* Input *
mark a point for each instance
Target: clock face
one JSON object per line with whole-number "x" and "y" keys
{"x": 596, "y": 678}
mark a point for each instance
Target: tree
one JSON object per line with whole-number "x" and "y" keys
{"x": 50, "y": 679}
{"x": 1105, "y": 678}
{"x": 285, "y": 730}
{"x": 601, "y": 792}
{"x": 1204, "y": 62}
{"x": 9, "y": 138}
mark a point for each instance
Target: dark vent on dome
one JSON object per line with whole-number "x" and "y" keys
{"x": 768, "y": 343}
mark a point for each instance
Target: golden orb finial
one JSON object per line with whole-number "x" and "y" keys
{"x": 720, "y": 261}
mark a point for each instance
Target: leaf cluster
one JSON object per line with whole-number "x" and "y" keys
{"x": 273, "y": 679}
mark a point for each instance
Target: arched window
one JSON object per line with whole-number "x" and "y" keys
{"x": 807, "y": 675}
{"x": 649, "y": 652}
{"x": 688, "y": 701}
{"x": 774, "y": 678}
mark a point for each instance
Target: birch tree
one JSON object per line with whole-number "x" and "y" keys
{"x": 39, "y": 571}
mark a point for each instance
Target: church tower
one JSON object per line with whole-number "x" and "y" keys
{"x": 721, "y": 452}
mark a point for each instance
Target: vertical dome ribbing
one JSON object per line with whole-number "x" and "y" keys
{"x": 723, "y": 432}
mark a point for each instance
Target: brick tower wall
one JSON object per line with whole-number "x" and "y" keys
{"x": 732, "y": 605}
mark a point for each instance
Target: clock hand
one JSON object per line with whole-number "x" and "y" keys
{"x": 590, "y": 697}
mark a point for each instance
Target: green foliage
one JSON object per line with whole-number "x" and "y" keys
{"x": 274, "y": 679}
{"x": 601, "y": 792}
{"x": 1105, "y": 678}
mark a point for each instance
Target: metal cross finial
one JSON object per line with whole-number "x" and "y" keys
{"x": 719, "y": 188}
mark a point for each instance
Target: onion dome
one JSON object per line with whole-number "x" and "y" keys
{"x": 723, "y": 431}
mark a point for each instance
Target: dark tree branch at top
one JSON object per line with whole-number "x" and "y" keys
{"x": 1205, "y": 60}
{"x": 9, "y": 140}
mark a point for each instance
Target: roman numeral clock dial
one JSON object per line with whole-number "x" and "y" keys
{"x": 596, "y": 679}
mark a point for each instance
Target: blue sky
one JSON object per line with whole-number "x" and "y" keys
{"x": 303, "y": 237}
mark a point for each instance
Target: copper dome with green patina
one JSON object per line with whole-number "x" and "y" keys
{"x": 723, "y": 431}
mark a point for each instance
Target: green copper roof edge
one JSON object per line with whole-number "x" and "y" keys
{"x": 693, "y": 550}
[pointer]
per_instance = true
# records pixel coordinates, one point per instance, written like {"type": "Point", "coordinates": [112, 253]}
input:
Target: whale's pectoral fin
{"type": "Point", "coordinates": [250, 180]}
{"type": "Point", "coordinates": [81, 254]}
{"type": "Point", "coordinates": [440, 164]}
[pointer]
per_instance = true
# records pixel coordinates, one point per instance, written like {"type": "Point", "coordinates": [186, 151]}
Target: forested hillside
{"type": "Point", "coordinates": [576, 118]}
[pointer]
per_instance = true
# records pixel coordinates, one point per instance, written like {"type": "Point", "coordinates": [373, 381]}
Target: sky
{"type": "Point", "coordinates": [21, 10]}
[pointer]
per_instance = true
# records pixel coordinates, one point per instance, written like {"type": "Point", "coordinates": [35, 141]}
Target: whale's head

* What needs to be done *
Type the data out again, exactly.

* Solution for this task *
mark a point for each instance
Target: clock face
one JSON object per line with whole-number "x" and "y" keys
{"x": 596, "y": 678}
mark a point for each instance
Target: tree
one JSON object per line with whole-number "x" and "y" keys
{"x": 50, "y": 679}
{"x": 1105, "y": 678}
{"x": 285, "y": 730}
{"x": 601, "y": 792}
{"x": 1204, "y": 62}
{"x": 9, "y": 138}
mark a point for each instance
Target: dark vent on dome
one JSON object per line with whole-number "x" and "y" keys
{"x": 768, "y": 343}
mark a point for each instance
Target: golden orb finial
one JSON object per line with whole-number "x" and "y" keys
{"x": 720, "y": 261}
mark a point for each instance
Target: leaf cluster
one JSON object per line with whole-number "x" and "y" keys
{"x": 273, "y": 679}
mark a point for each instance
Target: arched window
one JSON object per line with whole-number "x" and "y" keys
{"x": 807, "y": 675}
{"x": 649, "y": 652}
{"x": 688, "y": 701}
{"x": 774, "y": 678}
mark a point for each instance
Target: birch tree
one JSON object per line with whole-number "x" and "y" keys
{"x": 39, "y": 571}
mark a point for each instance
Target: church tower
one JSON object per line with whole-number "x" and "y" keys
{"x": 721, "y": 452}
mark a point for each instance
Target: vertical dome ribbing
one JSON object per line with whole-number "x" and "y" keys
{"x": 723, "y": 432}
mark a point for each instance
Target: brick tower wall
one JSON object per line with whole-number "x" and "y" keys
{"x": 732, "y": 605}
mark a point for each instance
Target: clock hand
one JSON object per line with whole-number "x" and "y" keys
{"x": 590, "y": 697}
mark a point for each instance
Target: green foliage
one JSON object per line with whole-number "x" and "y" keys
{"x": 274, "y": 679}
{"x": 601, "y": 792}
{"x": 1105, "y": 678}
mark a point for each instance
Target: metal cross finial
one JSON object per line with whole-number "x" and "y" keys
{"x": 719, "y": 188}
mark a point for each instance
Target: onion dome
one JSON object per line with whole-number "x" and "y" keys
{"x": 723, "y": 431}
mark a point for each instance
Target: dark tree branch at top
one JSON object per line with whole-number "x" and "y" keys
{"x": 1205, "y": 60}
{"x": 9, "y": 140}
mark a point for each instance
Target: roman numeral clock dial
one JSON object per line with whole-number "x" and "y" keys
{"x": 596, "y": 679}
mark a point for each instance
Target: blue sky
one JSON object per line with whole-number "x" and "y" keys
{"x": 303, "y": 237}
mark a point for each instance
Target: copper dome with green patina
one JSON object per line with whole-number "x" and "y" keys
{"x": 723, "y": 431}
mark a point for each instance
Target: green copper roof edge
one JSON object per line with whole-number "x" and "y" keys
{"x": 693, "y": 550}
[pointer]
per_instance = true
# records pixel coordinates, one point per instance, written like {"type": "Point", "coordinates": [112, 253]}
input:
Target: whale's pectoral fin
{"type": "Point", "coordinates": [250, 180]}
{"type": "Point", "coordinates": [81, 254]}
{"type": "Point", "coordinates": [440, 164]}
[pointer]
per_instance = true
# records pixel coordinates, one point per instance, written like {"type": "Point", "coordinates": [186, 151]}
Target: forested hillside
{"type": "Point", "coordinates": [576, 118]}
[pointer]
per_instance = true
# records pixel coordinates, one point per instance, written like {"type": "Point", "coordinates": [373, 381]}
Target: sky
{"type": "Point", "coordinates": [21, 10]}
[pointer]
per_instance = true
# records pixel coordinates, one point per instance, written like {"type": "Point", "coordinates": [35, 141]}
Target: whale's head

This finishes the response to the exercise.